▶ **What to produce**: Once you have read the listing, write it all out exactly.
(Source material)
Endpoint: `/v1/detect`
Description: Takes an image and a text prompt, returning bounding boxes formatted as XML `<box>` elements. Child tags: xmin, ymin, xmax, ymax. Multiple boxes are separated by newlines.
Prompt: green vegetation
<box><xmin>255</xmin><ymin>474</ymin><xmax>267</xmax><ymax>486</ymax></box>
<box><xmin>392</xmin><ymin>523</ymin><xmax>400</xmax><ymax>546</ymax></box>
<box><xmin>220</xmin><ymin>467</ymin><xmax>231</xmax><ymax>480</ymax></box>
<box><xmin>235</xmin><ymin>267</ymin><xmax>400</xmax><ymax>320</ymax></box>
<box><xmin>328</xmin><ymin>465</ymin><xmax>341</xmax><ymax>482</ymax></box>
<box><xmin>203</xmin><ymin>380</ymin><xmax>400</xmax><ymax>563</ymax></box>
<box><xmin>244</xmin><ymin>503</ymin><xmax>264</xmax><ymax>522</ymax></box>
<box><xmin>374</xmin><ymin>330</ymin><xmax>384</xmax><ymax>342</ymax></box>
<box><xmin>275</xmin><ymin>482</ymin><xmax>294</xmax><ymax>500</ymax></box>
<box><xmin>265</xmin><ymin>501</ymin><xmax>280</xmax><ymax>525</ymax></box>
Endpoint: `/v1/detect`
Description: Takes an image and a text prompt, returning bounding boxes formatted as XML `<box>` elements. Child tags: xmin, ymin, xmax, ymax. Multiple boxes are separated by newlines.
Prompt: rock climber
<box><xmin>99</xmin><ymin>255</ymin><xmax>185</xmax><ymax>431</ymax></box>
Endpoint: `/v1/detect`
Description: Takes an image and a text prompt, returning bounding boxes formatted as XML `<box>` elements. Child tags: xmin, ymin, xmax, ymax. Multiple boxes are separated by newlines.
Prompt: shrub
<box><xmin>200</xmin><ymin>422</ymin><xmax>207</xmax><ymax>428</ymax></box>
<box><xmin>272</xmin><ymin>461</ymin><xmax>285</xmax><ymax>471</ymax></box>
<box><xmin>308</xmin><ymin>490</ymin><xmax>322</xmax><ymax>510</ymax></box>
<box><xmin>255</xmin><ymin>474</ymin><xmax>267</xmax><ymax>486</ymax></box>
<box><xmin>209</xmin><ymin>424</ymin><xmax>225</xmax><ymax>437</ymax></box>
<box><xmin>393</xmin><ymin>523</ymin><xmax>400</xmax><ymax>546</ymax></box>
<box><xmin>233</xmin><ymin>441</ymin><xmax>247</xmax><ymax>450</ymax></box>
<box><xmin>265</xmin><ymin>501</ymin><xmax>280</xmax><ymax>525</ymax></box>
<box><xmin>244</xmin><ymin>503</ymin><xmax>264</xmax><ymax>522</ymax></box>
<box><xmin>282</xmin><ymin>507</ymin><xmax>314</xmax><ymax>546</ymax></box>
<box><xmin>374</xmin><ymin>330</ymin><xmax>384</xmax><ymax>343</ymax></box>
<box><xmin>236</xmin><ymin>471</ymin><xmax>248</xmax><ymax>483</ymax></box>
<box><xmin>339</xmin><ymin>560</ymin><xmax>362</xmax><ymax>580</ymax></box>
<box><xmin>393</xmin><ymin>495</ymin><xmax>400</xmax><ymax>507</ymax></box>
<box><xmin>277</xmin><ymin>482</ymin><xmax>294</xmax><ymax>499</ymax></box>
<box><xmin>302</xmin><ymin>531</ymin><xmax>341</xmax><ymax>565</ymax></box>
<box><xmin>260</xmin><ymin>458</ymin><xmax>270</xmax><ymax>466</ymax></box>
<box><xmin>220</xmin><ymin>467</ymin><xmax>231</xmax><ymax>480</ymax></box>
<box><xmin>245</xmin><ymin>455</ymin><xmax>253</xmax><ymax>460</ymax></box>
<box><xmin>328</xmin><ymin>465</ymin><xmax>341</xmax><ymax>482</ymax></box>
(End Source material)
▶ **Expected answer**:
Endpoint: `/v1/detect`
Description: Takes an image and a text prompt, returning bounding boxes formatted as XML `<box>` elements. Child tags: xmin, ymin, xmax, ymax. Multiple boxes are separated by newlines.
Prompt: green vegetation
<box><xmin>255</xmin><ymin>474</ymin><xmax>267</xmax><ymax>486</ymax></box>
<box><xmin>392</xmin><ymin>523</ymin><xmax>400</xmax><ymax>546</ymax></box>
<box><xmin>220</xmin><ymin>467</ymin><xmax>231</xmax><ymax>480</ymax></box>
<box><xmin>235</xmin><ymin>267</ymin><xmax>400</xmax><ymax>320</ymax></box>
<box><xmin>328</xmin><ymin>465</ymin><xmax>341</xmax><ymax>482</ymax></box>
<box><xmin>203</xmin><ymin>380</ymin><xmax>400</xmax><ymax>563</ymax></box>
<box><xmin>244</xmin><ymin>503</ymin><xmax>264</xmax><ymax>522</ymax></box>
<box><xmin>374</xmin><ymin>330</ymin><xmax>384</xmax><ymax>342</ymax></box>
<box><xmin>275</xmin><ymin>482</ymin><xmax>294</xmax><ymax>500</ymax></box>
<box><xmin>265</xmin><ymin>501</ymin><xmax>280</xmax><ymax>525</ymax></box>
Endpoint: `/v1/detect`
Description: Takes an image and a text prompt, returning bounding boxes formatted as XML `<box>` elements. Child tags: xmin, ymin, xmax, ymax. Multiple boxes are separated by newlines.
Prompt: rock climber
<box><xmin>99</xmin><ymin>255</ymin><xmax>185</xmax><ymax>431</ymax></box>
Endpoint: `/v1/detect`
Description: Takes an image and a text prompt, returning bounding boxes formatted as XML `<box>` elements. Child tags: xmin, ymin, xmax, ymax. Multiple boxes are separated by newlines.
Prompt: shrub
<box><xmin>200</xmin><ymin>422</ymin><xmax>207</xmax><ymax>428</ymax></box>
<box><xmin>272</xmin><ymin>461</ymin><xmax>285</xmax><ymax>471</ymax></box>
<box><xmin>308</xmin><ymin>490</ymin><xmax>322</xmax><ymax>510</ymax></box>
<box><xmin>255</xmin><ymin>474</ymin><xmax>267</xmax><ymax>486</ymax></box>
<box><xmin>209</xmin><ymin>424</ymin><xmax>225</xmax><ymax>437</ymax></box>
<box><xmin>393</xmin><ymin>523</ymin><xmax>400</xmax><ymax>546</ymax></box>
<box><xmin>233</xmin><ymin>441</ymin><xmax>247</xmax><ymax>450</ymax></box>
<box><xmin>265</xmin><ymin>501</ymin><xmax>280</xmax><ymax>525</ymax></box>
<box><xmin>244</xmin><ymin>503</ymin><xmax>264</xmax><ymax>522</ymax></box>
<box><xmin>282</xmin><ymin>507</ymin><xmax>314</xmax><ymax>546</ymax></box>
<box><xmin>374</xmin><ymin>330</ymin><xmax>384</xmax><ymax>343</ymax></box>
<box><xmin>236</xmin><ymin>471</ymin><xmax>248</xmax><ymax>483</ymax></box>
<box><xmin>339</xmin><ymin>560</ymin><xmax>362</xmax><ymax>580</ymax></box>
<box><xmin>393</xmin><ymin>495</ymin><xmax>400</xmax><ymax>507</ymax></box>
<box><xmin>277</xmin><ymin>482</ymin><xmax>294</xmax><ymax>499</ymax></box>
<box><xmin>302</xmin><ymin>531</ymin><xmax>341</xmax><ymax>565</ymax></box>
<box><xmin>260</xmin><ymin>458</ymin><xmax>270</xmax><ymax>466</ymax></box>
<box><xmin>220</xmin><ymin>467</ymin><xmax>231</xmax><ymax>480</ymax></box>
<box><xmin>245</xmin><ymin>455</ymin><xmax>253</xmax><ymax>460</ymax></box>
<box><xmin>328</xmin><ymin>465</ymin><xmax>341</xmax><ymax>482</ymax></box>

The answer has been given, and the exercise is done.